O projeto ecossocialista implica uma reorganização do conjunto do modo de produção e de consumo, baseada em critérios exteriores ao mercado capitalista: as necessidades reais da população e a defesa do equilíbrio ecológico. Isto significa uma economia de transição ao socialismo, na qual a própria população – e não as leis do mercado ou um “burô político” autoritário – decide, num processo de planificação democrática, as prioridades e os investimentos. Esta transição conduziria não só a um novo modo de produção e a uma sociedade mais igualitária, mais solidária e mais democrática, mas também a um modo de vida alternativo, uma nova civilização, ecossocialista, mais além do reino do dinheiro, dos hábitos de consumo artificialmente induzidos pela publicidade, e da produção ao infinito de mercadorias inúteis.

IHU On-Line – Em que consiste o Manifesto Ecossocialista Internacional?

Michael Löwy – O Manifesto Ecossocialista Internacional, redigido em 2001 por Joel Kovel e por mim, foi uma primeira tentativa de resumir, em algumas páginas, as ideias principais do ecossocialismo, como projeto radicalmente anticapitalista e antiprodutivista, e como crítica às experiências socialistas não ecológicas do século XX.

IHU On-Line – A tentativa de aplicar o socialismo no mundo fracassou. Será possível vingar o ecossocialismo? Por quê?

Michael Löwy – As experiências de corte social-democrata fracassaram porque não sairam dos limites de uma gestão mais social do capitalismo e, nos últimos anos do neoliberalismo, as experiências de tipo soviético ou stalinista fracassaram por ausência de democracia, liberdade e auto-organização das classes oprimidas. As duas tinham em comum uma visão produtivista de exploração da natureza, com dramáticas consequências ecológicas.

O ecossocialismo parte de uma visão crítica destes fracassos e propõe um projeto democrático, libertário e ecológico. Nada garante que possa vingar. Depende das lutas ecossociais do futuro.
* * * *
EXERCÍCIO ESCRITO 1:
Apresente como tabela Markdown as linhas das entradas, começando pelo início das entradas e seguindo até a linha que contém "109 113 L 109", incluindo as duas pontas. Use as colunas Posição e Conteúdo, omita as linhas em branco e deixe as imagens de fora.

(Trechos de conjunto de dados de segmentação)
* * * *
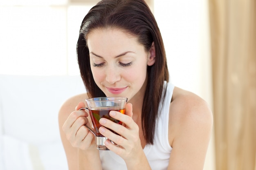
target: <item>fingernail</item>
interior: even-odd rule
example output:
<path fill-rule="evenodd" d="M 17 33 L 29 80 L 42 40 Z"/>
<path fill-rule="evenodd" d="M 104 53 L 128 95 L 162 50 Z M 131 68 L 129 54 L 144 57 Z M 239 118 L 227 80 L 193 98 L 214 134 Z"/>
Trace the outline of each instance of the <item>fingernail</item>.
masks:
<path fill-rule="evenodd" d="M 101 127 L 99 129 L 99 130 L 101 133 L 104 133 L 105 132 L 105 129 L 102 127 Z"/>
<path fill-rule="evenodd" d="M 109 113 L 109 114 L 112 116 L 115 116 L 116 115 L 116 112 L 115 111 L 111 111 Z"/>
<path fill-rule="evenodd" d="M 99 123 L 101 124 L 105 124 L 106 123 L 106 120 L 105 119 L 99 119 Z"/>

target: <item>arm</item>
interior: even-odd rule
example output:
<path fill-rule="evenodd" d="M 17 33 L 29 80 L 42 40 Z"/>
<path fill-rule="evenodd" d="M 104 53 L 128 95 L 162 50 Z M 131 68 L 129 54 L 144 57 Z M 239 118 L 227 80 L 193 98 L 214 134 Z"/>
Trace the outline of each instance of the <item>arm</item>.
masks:
<path fill-rule="evenodd" d="M 168 169 L 202 170 L 212 128 L 211 112 L 193 93 L 174 97 L 169 128 L 173 150 Z"/>
<path fill-rule="evenodd" d="M 59 113 L 59 126 L 61 140 L 66 153 L 69 169 L 77 170 L 93 167 L 102 170 L 99 151 L 94 135 L 83 126 L 88 123 L 88 114 L 84 110 L 83 95 L 75 96 L 67 101 Z"/>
* * * *
EXERCÍCIO ESCRITO 2:
Reescreva o trecho do documento começando em "O projeto ecossocialista" e seguindo até "Manifesto Ecossocialista Internacional?", trocando "população" por "coletividade".

RESPOSTA COMPLETA 1:
| Posição | Conteúdo |
|---|---|
| 1 | target: <item>fingernail</item> |
| 2 | interior: even-odd rule |
| 3 | example output: |
| 4 | <path fill-rule="evenodd" d="M 17 33 L 29 80 L 42 40 Z"/> |
| 5 | <path fill-rule="evenodd" d="M 104 53 L 128 95 L 162 50 Z M 131 68 L 129 54 L 144 57 Z M 239 118 L 227 80 L 193 98 L 214 134 Z"/> |
| 6 | Trace the outline of each instance of the <item>fingernail</item>. |
| 7 | masks: |
| 8 | <path fill-rule="evenodd" d="M 101 127 L 99 129 L 99 130 L 101 133 L 104 133 L 105 132 L 105 129 L 102 127 Z"/> |
| 9 | <path fill-rule="evenodd" d="M 109 113 L 109 114 L 112 116 L 115 116 L 116 115 L 116 112 L 115 111 L 111 111 Z"/> |

RESPOSTA COMPLETA 2:
O projeto ecossocialista implica uma reorganização do conjunto do modo de produção e de consumo, baseada em critérios exteriores ao mercado capitalista: as necessidades reais da coletividade e a defesa do equilíbrio ecológico. Isto significa uma economia de transição ao socialismo, na qual a própria coletividade – e não as leis do mercado ou um “burô político” autoritário – decide, num processo de planificação democrática, as prioridades e os investimentos. Esta transição conduziria não só a um novo modo de produção e a uma sociedade mais igualitária, mais solidária e mais democrática, mas também a um modo de vida alternativo, uma nova civilização, ecossocialista, mais além do reino do dinheiro, dos hábitos de consumo artificialmente induzidos pela publicidade, e da produção ao infinito de mercadorias inúteis.

IHU On-Line – Em que consiste o Manifesto Ecossocialista Internacional?